# [Action item]
Read through the listing below, and copy every line where the string "When" appears.

# [Data under study]

*** Block opens ***

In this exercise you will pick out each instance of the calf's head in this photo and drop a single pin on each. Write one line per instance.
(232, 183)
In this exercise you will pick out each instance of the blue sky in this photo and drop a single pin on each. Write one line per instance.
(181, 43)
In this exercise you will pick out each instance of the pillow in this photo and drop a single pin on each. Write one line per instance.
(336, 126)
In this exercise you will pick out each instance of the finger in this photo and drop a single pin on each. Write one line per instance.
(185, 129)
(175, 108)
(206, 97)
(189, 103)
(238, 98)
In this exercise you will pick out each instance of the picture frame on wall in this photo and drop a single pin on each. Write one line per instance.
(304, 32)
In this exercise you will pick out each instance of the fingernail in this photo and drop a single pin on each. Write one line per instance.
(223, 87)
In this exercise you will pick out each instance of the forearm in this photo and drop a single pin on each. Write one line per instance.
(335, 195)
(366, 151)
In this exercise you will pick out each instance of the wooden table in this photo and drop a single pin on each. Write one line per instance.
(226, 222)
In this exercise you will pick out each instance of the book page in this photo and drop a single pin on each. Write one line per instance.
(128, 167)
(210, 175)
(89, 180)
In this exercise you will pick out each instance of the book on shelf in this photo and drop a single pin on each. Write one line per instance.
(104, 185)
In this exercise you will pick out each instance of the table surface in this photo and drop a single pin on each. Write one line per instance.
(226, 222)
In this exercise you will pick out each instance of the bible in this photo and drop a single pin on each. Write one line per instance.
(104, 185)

*** Block closes ***
*** Block opens ***

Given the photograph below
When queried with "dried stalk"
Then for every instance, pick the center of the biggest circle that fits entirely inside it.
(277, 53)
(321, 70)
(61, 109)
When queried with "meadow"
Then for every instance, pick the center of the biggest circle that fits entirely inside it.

*** Block closes ***
*** Block opens ***

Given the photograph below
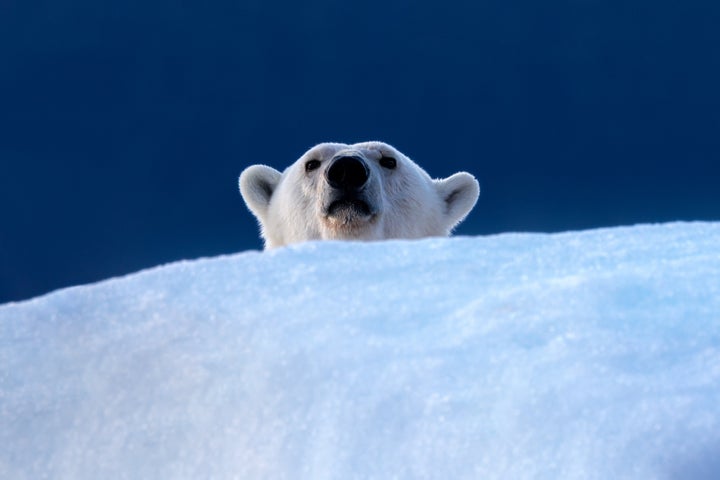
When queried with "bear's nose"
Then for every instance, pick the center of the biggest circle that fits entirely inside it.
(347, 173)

*** Block closes ***

# [Output of the task]
When queried with "dried stalk"
When queried with "meadow"
When queried with "bear's nose"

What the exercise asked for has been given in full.